Written task: Report how many lines of the listing below contain the string "rough", matching case exactly, and reply with the number alone.

Source material:
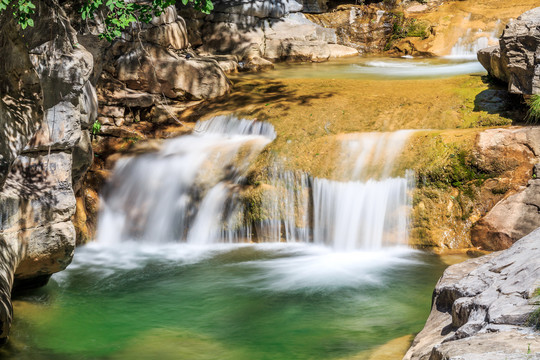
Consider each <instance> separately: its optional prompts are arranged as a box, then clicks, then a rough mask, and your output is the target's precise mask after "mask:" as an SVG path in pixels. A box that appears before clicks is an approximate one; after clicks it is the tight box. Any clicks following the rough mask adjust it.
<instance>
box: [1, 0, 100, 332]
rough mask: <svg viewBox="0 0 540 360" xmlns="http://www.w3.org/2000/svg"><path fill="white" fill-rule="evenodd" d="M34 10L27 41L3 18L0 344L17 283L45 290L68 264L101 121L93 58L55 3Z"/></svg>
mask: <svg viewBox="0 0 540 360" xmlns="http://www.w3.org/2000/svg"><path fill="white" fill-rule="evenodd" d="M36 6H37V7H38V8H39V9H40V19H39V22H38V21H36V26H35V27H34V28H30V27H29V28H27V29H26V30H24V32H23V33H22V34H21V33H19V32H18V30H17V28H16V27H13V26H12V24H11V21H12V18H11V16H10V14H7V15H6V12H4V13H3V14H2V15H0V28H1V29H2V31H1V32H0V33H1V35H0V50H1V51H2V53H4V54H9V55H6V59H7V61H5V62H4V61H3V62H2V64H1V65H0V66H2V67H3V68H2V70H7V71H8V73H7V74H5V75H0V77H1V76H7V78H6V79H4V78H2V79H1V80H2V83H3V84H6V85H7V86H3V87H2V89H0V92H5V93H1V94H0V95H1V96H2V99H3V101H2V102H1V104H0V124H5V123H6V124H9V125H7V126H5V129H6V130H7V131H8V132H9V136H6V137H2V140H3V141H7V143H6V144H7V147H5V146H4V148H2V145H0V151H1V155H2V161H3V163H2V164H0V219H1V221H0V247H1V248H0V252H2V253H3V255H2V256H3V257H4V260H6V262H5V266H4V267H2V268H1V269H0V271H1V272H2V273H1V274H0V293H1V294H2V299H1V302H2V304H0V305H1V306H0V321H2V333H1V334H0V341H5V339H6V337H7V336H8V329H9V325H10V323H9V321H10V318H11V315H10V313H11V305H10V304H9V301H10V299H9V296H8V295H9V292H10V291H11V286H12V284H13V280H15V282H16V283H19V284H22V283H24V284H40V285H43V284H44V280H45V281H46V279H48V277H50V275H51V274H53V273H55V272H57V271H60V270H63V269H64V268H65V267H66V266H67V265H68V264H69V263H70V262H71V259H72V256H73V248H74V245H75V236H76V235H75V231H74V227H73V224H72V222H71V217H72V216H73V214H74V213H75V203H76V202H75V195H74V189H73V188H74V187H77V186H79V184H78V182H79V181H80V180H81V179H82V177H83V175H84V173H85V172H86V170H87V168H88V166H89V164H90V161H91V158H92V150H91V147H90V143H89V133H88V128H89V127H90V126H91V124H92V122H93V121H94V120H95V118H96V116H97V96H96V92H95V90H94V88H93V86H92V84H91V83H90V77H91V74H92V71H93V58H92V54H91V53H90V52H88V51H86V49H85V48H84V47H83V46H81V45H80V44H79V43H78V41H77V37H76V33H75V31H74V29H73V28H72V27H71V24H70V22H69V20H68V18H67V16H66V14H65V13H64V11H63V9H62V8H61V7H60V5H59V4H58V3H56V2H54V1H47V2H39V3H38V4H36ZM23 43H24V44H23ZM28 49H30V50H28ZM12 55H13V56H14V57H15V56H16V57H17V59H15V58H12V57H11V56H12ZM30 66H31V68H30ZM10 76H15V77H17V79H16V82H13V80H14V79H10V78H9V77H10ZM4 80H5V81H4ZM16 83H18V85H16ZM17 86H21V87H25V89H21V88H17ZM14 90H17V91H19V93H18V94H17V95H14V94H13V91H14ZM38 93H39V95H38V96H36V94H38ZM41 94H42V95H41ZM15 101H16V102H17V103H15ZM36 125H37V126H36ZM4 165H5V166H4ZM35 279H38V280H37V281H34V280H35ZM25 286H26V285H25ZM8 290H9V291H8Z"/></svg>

Output below: 2